### Task
Repeat, word for word, the line with "mark: tattooed arm" and each one after it to the end. No picture goes into the copy.

··· Source records

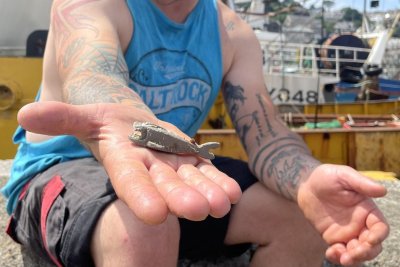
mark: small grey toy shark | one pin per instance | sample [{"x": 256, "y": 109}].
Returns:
[{"x": 155, "y": 137}]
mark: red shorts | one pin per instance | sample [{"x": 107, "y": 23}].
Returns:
[{"x": 57, "y": 213}]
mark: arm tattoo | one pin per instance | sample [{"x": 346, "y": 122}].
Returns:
[
  {"x": 66, "y": 20},
  {"x": 234, "y": 96},
  {"x": 280, "y": 161},
  {"x": 230, "y": 26},
  {"x": 96, "y": 68}
]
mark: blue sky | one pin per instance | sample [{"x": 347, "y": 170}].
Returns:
[{"x": 359, "y": 4}]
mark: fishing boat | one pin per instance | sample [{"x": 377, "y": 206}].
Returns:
[
  {"x": 340, "y": 95},
  {"x": 286, "y": 67}
]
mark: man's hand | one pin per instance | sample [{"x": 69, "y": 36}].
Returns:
[
  {"x": 337, "y": 200},
  {"x": 151, "y": 183}
]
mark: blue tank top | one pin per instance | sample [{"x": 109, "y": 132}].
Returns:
[
  {"x": 175, "y": 76},
  {"x": 176, "y": 68}
]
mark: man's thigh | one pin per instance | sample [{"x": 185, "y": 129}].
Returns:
[
  {"x": 59, "y": 211},
  {"x": 263, "y": 216},
  {"x": 205, "y": 239}
]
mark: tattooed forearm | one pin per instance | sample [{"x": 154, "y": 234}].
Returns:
[
  {"x": 90, "y": 62},
  {"x": 278, "y": 157},
  {"x": 262, "y": 103},
  {"x": 288, "y": 166}
]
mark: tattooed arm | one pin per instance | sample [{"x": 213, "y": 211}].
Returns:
[
  {"x": 335, "y": 199},
  {"x": 84, "y": 58},
  {"x": 85, "y": 69},
  {"x": 277, "y": 156}
]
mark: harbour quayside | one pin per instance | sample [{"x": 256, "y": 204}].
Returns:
[
  {"x": 340, "y": 95},
  {"x": 359, "y": 65}
]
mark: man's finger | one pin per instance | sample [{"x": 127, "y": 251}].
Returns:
[
  {"x": 182, "y": 200},
  {"x": 133, "y": 185}
]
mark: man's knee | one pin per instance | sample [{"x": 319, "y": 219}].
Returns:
[{"x": 119, "y": 234}]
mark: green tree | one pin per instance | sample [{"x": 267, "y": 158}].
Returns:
[{"x": 352, "y": 15}]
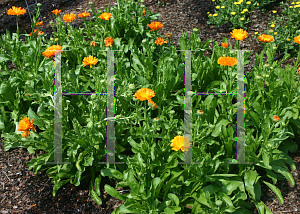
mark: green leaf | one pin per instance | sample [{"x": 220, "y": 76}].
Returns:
[
  {"x": 36, "y": 119},
  {"x": 258, "y": 108},
  {"x": 174, "y": 198},
  {"x": 111, "y": 191},
  {"x": 254, "y": 117},
  {"x": 276, "y": 191},
  {"x": 97, "y": 185},
  {"x": 217, "y": 130},
  {"x": 132, "y": 182},
  {"x": 284, "y": 172},
  {"x": 2, "y": 125},
  {"x": 59, "y": 185},
  {"x": 112, "y": 173}
]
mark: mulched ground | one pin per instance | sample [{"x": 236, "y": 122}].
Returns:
[{"x": 23, "y": 192}]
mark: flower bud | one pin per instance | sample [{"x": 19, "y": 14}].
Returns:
[
  {"x": 131, "y": 86},
  {"x": 219, "y": 203},
  {"x": 196, "y": 31},
  {"x": 93, "y": 96}
]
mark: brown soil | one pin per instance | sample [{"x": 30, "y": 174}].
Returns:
[{"x": 24, "y": 192}]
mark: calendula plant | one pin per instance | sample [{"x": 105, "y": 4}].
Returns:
[{"x": 150, "y": 112}]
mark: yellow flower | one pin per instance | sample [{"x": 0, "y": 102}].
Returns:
[
  {"x": 266, "y": 38},
  {"x": 169, "y": 35},
  {"x": 225, "y": 45},
  {"x": 16, "y": 11},
  {"x": 36, "y": 32},
  {"x": 227, "y": 61},
  {"x": 200, "y": 112},
  {"x": 69, "y": 17},
  {"x": 90, "y": 61},
  {"x": 144, "y": 94},
  {"x": 297, "y": 39},
  {"x": 56, "y": 11},
  {"x": 178, "y": 143},
  {"x": 84, "y": 14},
  {"x": 25, "y": 126},
  {"x": 155, "y": 26},
  {"x": 105, "y": 16},
  {"x": 109, "y": 41},
  {"x": 51, "y": 51},
  {"x": 144, "y": 12},
  {"x": 39, "y": 24},
  {"x": 152, "y": 104},
  {"x": 239, "y": 34},
  {"x": 160, "y": 41},
  {"x": 93, "y": 44}
]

······

### Exercise output
mark: tattooed arm | one pin per instance | sample [{"x": 213, "y": 211}].
Returns:
[
  {"x": 335, "y": 199},
  {"x": 84, "y": 58},
  {"x": 85, "y": 69},
  {"x": 277, "y": 156}
]
mark: harbour quayside | one pin per instance | sample [{"x": 256, "y": 204}].
Returns:
[
  {"x": 340, "y": 95},
  {"x": 359, "y": 65}
]
mark: man's finger | one pin per instance | sample [{"x": 127, "y": 251}].
Returns:
[
  {"x": 182, "y": 200},
  {"x": 133, "y": 185}
]
mark: man's knee | one pin per instance | sample [{"x": 319, "y": 219}].
Returns:
[{"x": 119, "y": 234}]
mark: green tree | one pin per instance | sample [{"x": 267, "y": 158}].
Returns:
[{"x": 352, "y": 15}]
mark: green leaf | one pin per instance | sample [{"x": 220, "y": 76}].
Returns:
[
  {"x": 36, "y": 119},
  {"x": 258, "y": 108},
  {"x": 174, "y": 198},
  {"x": 111, "y": 191},
  {"x": 254, "y": 117},
  {"x": 276, "y": 191},
  {"x": 97, "y": 185},
  {"x": 217, "y": 130},
  {"x": 132, "y": 182},
  {"x": 284, "y": 172},
  {"x": 2, "y": 125},
  {"x": 59, "y": 185},
  {"x": 112, "y": 173}
]
mark: mulched ground | one pin per instance | sample [{"x": 236, "y": 122}].
Returns:
[{"x": 23, "y": 192}]
mark: flower bud | one pin per instance | sample [{"x": 19, "y": 14}].
Returns:
[
  {"x": 131, "y": 86},
  {"x": 219, "y": 203},
  {"x": 196, "y": 31},
  {"x": 93, "y": 96}
]
mark: brown soil | one pin per instance | sample [{"x": 30, "y": 174}].
Returns:
[{"x": 24, "y": 192}]
mark: calendula plant | one pin per instance | sample [{"x": 105, "y": 4}].
Returns:
[{"x": 150, "y": 112}]
mark: yellow flower | one pin per instance | sample [{"x": 0, "y": 102}].
Returns:
[
  {"x": 266, "y": 38},
  {"x": 169, "y": 35},
  {"x": 225, "y": 45},
  {"x": 16, "y": 11},
  {"x": 36, "y": 32},
  {"x": 227, "y": 61},
  {"x": 200, "y": 112},
  {"x": 69, "y": 17},
  {"x": 90, "y": 61},
  {"x": 144, "y": 94},
  {"x": 297, "y": 39},
  {"x": 56, "y": 11},
  {"x": 178, "y": 143},
  {"x": 84, "y": 14},
  {"x": 25, "y": 126},
  {"x": 155, "y": 26},
  {"x": 105, "y": 16},
  {"x": 109, "y": 41},
  {"x": 51, "y": 51},
  {"x": 144, "y": 12},
  {"x": 39, "y": 24},
  {"x": 152, "y": 104},
  {"x": 239, "y": 34},
  {"x": 160, "y": 41},
  {"x": 93, "y": 44}
]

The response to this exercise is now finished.